YOUR TASK: Please extract every line of the listing below that contains the string "evergreen", matching case exactly.

INPUT FOR THIS TASK:
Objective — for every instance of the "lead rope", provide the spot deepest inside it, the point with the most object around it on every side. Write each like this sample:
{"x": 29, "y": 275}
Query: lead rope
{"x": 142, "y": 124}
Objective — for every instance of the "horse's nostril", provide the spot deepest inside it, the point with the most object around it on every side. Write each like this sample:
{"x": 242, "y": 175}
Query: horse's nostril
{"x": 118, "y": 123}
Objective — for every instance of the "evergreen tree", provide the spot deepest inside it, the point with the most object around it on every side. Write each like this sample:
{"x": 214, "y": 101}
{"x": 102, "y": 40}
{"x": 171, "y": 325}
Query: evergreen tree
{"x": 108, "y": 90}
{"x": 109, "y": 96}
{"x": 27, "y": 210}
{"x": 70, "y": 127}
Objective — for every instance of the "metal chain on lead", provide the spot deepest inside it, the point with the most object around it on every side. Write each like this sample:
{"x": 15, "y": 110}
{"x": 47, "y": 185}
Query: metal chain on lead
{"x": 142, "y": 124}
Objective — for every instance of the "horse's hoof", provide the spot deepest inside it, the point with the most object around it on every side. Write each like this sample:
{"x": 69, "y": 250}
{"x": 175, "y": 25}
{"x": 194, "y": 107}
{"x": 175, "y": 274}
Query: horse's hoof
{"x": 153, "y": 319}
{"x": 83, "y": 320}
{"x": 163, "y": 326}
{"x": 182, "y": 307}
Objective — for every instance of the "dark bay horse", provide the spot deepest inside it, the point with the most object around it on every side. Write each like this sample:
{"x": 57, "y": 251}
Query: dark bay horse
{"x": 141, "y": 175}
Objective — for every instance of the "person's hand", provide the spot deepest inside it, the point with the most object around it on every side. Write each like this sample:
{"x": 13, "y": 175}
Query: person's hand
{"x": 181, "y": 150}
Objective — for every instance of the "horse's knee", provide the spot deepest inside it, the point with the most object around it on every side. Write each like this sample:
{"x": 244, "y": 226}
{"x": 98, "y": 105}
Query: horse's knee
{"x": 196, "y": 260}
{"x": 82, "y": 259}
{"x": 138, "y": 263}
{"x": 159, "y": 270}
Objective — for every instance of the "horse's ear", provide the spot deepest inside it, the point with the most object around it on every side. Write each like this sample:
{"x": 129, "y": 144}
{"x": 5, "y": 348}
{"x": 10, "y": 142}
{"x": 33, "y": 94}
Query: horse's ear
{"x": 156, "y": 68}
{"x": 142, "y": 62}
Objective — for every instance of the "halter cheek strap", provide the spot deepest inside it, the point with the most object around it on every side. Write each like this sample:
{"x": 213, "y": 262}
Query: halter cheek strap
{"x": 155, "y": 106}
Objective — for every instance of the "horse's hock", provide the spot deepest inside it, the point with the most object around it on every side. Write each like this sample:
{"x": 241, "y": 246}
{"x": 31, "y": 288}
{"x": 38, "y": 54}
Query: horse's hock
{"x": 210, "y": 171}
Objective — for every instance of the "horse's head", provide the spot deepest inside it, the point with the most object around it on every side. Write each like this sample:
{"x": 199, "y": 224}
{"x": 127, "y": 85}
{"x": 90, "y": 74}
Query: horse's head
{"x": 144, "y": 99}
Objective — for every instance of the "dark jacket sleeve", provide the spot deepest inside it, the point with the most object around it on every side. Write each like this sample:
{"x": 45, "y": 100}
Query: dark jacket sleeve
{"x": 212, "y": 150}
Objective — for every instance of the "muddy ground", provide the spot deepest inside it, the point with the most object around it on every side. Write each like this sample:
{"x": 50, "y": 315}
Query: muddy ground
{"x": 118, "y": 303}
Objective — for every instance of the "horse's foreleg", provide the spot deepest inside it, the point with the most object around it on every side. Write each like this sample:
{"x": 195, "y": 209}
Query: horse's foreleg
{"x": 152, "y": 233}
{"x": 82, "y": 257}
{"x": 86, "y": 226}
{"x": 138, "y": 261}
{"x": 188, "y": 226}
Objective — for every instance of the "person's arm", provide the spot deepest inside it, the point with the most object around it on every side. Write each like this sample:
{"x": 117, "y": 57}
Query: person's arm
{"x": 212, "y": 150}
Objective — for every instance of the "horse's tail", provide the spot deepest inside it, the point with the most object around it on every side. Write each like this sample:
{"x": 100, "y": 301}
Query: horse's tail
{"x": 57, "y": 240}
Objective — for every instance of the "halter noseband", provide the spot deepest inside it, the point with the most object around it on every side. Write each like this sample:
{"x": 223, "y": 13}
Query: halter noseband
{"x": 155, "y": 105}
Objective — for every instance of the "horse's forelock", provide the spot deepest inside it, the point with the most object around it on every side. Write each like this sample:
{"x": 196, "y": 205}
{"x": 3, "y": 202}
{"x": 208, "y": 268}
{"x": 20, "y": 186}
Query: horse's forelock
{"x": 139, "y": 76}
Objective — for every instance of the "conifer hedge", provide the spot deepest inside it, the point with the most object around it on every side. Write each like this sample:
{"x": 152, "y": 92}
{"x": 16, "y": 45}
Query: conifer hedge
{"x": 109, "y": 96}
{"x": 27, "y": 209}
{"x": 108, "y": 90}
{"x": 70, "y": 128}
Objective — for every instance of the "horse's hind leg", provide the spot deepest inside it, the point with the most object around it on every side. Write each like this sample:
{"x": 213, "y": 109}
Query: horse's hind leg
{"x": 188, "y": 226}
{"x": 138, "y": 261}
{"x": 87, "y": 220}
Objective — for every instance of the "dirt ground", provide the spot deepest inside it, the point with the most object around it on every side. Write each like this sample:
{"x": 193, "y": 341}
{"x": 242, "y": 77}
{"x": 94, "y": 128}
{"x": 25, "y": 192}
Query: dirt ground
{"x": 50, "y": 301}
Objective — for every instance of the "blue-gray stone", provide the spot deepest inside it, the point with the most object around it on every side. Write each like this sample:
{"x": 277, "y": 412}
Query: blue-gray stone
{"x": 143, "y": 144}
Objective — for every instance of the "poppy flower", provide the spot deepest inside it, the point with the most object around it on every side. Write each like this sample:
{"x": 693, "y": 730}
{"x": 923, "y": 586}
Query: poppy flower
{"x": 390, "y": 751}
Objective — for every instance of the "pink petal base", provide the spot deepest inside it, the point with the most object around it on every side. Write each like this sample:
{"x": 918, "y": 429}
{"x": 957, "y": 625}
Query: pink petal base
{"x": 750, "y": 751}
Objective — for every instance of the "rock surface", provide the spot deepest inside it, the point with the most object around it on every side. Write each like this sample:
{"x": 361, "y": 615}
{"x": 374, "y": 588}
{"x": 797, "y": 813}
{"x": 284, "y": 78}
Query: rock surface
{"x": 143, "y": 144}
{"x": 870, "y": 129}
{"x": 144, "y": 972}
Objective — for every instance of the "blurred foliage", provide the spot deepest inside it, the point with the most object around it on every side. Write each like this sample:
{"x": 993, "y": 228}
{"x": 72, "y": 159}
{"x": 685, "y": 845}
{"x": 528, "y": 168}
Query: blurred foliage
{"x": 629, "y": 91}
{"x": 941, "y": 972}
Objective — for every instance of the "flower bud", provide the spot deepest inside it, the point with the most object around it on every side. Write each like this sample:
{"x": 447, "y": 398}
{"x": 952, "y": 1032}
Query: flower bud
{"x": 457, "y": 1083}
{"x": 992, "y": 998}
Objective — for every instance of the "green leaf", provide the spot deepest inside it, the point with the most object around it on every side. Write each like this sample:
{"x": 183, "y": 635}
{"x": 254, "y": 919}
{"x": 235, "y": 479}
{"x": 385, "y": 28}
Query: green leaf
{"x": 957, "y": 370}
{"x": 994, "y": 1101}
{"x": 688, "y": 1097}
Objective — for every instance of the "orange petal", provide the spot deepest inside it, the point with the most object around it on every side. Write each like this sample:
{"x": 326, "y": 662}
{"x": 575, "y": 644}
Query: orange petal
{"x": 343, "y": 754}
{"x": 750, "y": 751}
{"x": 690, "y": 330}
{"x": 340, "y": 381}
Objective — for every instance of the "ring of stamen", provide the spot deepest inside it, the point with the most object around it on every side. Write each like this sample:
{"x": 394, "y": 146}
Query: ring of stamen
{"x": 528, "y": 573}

RESPONSE TO THIS TASK:
Objective — for every instance of the "evergreen tree", provide the spot deepest inside it, the point with the most object around it on every side. Write each like this sample:
Query: evergreen tree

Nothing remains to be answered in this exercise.